Exercise aim – Each entry below must be repeated word for word.

Input records –
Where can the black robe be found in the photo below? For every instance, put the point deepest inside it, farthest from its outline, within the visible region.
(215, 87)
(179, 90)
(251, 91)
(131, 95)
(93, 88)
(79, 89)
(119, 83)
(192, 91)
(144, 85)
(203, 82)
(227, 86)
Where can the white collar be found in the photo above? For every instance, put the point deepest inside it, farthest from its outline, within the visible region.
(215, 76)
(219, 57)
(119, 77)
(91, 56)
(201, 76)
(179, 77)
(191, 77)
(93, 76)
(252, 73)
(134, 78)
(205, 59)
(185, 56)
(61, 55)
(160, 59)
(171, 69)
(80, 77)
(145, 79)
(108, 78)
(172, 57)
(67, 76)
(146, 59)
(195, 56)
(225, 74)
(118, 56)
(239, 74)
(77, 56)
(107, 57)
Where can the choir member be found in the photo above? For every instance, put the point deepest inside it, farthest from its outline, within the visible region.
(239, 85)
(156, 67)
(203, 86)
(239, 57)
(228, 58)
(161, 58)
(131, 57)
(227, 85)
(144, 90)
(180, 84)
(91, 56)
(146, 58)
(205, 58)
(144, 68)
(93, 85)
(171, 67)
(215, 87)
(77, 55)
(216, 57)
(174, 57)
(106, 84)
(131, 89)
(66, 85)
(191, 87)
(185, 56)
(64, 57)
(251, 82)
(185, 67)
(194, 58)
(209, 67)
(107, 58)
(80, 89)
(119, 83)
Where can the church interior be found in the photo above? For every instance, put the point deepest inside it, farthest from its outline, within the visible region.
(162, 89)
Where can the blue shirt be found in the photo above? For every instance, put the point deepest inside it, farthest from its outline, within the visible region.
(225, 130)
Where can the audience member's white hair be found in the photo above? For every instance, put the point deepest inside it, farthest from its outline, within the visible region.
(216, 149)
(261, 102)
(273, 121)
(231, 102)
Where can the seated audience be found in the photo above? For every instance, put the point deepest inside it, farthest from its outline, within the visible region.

Answer box –
Where can the black robe be found in the photo below? For every instance, put the point deepest inside it, farthest from its outline, within the visible region.
(215, 87)
(179, 90)
(251, 91)
(131, 95)
(93, 88)
(79, 89)
(119, 83)
(192, 91)
(144, 85)
(203, 82)
(227, 86)
Where can the white collar be found in the photo above? For every instance, put the point deepest inside it, farthest from its outline, within the visible region.
(215, 76)
(219, 57)
(119, 77)
(91, 56)
(201, 76)
(179, 77)
(191, 77)
(93, 76)
(252, 73)
(134, 78)
(205, 59)
(185, 56)
(61, 55)
(160, 59)
(171, 69)
(80, 77)
(145, 79)
(108, 78)
(172, 57)
(67, 76)
(146, 59)
(195, 56)
(225, 74)
(118, 56)
(239, 74)
(77, 56)
(107, 57)
Where can the choir member be found in the photo above? For every instance, put the point deepest inside it, farthest from its outline, within the visible region.
(239, 85)
(156, 67)
(203, 86)
(239, 57)
(228, 58)
(161, 58)
(131, 57)
(227, 85)
(144, 90)
(180, 84)
(91, 56)
(146, 58)
(205, 58)
(144, 68)
(93, 85)
(171, 67)
(215, 87)
(77, 55)
(216, 57)
(174, 57)
(106, 84)
(131, 89)
(66, 85)
(191, 87)
(185, 56)
(64, 57)
(251, 82)
(185, 67)
(194, 58)
(209, 67)
(107, 58)
(80, 89)
(119, 83)
Where can the church interior be found in the photo above? For every instance, put the point deepest inside it, farthest from its outline, within the visible region.
(162, 89)
Where can the blue shirt be found in the photo above? For every instance, put the point deepest inside it, farthest from its outline, within the visible region.
(225, 130)
Where can the audience member's white hair be found in the photo above? For every instance, put the point deepest inside it, farthest from its outline, within the visible region.
(216, 149)
(261, 102)
(273, 121)
(231, 102)
Where can the seated audience be found in the photo above? For every instance, put the point deepest inside it, farthest from its outline, within the visible region.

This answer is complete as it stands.